▸ **Work to complete**
Convert the lines from the first one below through the line containing "[[56, 83], [207, 83]]", inclusive, into a Markdown table with the columns Row and Line, skipping any blank lines.

━━━━━━━━━━━━━━━━━━━━

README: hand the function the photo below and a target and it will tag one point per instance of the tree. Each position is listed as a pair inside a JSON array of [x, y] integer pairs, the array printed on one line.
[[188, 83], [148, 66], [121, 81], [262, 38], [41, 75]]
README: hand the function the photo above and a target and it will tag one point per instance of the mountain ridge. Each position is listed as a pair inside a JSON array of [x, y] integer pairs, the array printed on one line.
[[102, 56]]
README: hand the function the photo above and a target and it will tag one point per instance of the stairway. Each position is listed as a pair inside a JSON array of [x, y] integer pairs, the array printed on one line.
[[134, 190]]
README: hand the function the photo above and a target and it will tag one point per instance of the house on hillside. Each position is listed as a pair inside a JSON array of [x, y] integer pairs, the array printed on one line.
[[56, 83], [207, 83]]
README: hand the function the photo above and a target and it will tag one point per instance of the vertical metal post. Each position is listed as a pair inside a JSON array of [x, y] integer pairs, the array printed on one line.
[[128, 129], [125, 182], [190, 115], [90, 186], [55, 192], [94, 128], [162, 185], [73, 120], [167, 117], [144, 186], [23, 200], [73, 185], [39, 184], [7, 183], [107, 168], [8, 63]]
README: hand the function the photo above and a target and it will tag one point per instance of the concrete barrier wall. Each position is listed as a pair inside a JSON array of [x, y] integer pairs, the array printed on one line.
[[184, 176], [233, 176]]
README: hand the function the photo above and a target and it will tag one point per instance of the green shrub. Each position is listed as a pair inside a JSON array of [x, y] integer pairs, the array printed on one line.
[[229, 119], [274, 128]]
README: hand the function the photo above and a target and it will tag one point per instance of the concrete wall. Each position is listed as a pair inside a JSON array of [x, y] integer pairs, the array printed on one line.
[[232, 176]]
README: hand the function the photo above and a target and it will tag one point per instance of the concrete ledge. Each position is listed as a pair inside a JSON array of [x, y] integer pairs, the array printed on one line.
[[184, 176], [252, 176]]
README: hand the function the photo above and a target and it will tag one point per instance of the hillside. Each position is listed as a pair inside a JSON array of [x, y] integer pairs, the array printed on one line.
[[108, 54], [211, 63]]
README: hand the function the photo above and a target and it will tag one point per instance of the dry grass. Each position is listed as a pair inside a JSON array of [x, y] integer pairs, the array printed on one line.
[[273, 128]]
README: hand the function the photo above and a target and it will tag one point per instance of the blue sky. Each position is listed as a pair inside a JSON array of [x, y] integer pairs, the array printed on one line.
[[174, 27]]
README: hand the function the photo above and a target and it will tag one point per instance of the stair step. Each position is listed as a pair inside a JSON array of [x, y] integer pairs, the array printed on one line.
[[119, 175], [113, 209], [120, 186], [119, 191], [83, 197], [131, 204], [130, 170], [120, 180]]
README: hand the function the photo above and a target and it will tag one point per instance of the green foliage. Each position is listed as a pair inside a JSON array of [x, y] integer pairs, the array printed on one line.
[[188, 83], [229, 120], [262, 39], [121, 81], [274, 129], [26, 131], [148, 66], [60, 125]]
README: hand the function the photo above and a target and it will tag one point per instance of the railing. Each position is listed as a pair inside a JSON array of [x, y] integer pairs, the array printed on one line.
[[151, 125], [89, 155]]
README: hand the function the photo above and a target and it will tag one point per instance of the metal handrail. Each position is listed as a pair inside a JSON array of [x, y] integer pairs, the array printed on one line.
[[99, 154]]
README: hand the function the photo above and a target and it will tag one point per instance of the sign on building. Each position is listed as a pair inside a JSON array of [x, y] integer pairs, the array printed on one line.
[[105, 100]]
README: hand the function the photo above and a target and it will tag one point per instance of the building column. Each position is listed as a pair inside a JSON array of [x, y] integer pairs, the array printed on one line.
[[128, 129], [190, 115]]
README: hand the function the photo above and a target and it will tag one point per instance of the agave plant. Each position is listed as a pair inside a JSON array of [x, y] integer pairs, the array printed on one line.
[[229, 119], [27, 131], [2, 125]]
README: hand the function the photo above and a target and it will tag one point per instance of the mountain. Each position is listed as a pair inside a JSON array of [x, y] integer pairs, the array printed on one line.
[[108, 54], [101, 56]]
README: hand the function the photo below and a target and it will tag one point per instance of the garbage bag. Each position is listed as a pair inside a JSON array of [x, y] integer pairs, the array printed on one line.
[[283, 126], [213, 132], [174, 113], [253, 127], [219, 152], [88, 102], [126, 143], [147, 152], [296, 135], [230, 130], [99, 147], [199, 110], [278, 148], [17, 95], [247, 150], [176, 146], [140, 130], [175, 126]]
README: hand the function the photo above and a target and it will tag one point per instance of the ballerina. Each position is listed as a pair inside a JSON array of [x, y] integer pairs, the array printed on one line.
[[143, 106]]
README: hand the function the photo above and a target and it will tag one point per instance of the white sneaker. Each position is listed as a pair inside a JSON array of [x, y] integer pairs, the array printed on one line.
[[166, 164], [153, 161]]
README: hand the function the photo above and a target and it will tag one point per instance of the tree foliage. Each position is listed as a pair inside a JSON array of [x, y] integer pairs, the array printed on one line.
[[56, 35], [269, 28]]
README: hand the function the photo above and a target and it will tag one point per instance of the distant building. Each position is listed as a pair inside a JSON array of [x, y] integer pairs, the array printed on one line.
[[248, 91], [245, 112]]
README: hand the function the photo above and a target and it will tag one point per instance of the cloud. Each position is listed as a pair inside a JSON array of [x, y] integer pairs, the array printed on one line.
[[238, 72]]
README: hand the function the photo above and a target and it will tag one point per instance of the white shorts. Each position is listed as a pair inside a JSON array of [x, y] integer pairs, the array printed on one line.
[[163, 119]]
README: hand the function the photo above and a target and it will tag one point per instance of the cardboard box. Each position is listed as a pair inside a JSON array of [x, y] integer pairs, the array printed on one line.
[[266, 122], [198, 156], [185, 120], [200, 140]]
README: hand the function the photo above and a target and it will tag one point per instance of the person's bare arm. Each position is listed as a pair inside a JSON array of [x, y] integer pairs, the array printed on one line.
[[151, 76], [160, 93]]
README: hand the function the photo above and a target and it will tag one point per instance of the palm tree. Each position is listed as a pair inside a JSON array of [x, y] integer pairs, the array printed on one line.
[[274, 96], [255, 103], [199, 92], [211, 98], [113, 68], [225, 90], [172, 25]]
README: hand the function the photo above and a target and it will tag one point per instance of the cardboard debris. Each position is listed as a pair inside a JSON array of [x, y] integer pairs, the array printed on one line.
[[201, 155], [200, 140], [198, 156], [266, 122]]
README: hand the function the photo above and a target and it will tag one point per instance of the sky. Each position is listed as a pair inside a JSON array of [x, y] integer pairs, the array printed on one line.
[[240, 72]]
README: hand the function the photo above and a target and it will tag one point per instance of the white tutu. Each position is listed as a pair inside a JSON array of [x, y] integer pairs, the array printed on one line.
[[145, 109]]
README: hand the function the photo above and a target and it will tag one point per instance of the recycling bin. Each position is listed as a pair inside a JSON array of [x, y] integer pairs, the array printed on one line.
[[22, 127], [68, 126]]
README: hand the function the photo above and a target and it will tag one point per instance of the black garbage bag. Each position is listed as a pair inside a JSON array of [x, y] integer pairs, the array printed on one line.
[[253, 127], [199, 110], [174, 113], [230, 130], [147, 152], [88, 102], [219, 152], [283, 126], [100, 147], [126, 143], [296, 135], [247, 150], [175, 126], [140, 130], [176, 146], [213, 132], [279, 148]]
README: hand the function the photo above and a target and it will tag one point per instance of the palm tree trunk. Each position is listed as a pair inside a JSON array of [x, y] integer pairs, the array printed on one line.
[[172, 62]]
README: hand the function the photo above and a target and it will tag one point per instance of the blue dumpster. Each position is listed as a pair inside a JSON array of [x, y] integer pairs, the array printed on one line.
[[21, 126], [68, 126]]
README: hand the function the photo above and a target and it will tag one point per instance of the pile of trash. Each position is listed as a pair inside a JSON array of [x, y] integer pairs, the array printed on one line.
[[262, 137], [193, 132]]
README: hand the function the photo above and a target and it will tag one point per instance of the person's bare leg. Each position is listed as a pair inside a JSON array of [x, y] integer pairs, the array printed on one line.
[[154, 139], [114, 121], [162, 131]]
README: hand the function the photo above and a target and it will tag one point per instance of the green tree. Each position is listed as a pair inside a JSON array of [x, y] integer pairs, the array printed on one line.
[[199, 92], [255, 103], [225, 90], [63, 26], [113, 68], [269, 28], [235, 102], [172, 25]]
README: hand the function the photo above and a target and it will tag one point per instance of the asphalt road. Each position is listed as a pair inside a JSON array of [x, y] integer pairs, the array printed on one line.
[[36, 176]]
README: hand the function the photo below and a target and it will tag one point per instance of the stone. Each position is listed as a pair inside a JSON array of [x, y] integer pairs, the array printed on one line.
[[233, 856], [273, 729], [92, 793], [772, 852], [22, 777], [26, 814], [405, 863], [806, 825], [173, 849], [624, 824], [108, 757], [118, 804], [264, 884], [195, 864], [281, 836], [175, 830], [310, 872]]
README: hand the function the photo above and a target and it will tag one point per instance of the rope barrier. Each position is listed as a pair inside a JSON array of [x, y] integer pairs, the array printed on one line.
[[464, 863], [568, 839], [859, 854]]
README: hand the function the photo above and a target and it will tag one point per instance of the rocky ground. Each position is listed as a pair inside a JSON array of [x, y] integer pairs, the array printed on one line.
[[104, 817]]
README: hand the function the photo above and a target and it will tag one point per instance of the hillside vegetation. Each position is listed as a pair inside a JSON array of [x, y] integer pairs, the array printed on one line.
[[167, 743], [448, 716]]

━━━━━━━━━━━━━━━━━━━━

▸ **Full response**
| Row | Line |
|---|---|
| 1 | README: hand the function the photo below and a target and it will tag one point per instance of the tree. Each position is listed as a pair inside a JSON array of [x, y] integer pairs, the array printed on one line. |
| 2 | [[188, 83], [148, 66], [121, 81], [262, 38], [41, 75]] |
| 3 | README: hand the function the photo above and a target and it will tag one point per instance of the mountain ridge. Each position is listed as a pair inside a JSON array of [x, y] integer pairs, the array printed on one line. |
| 4 | [[102, 56]] |
| 5 | README: hand the function the photo above and a target and it will tag one point per instance of the stairway. Each position is listed as a pair inside a JSON array of [x, y] integer pairs, the array printed on one line. |
| 6 | [[134, 190]] |
| 7 | README: hand the function the photo above and a target and it will tag one point per instance of the house on hillside. Each position is listed as a pair inside a JSON array of [x, y] integer pairs, the array printed on one line. |
| 8 | [[56, 83], [207, 83]] |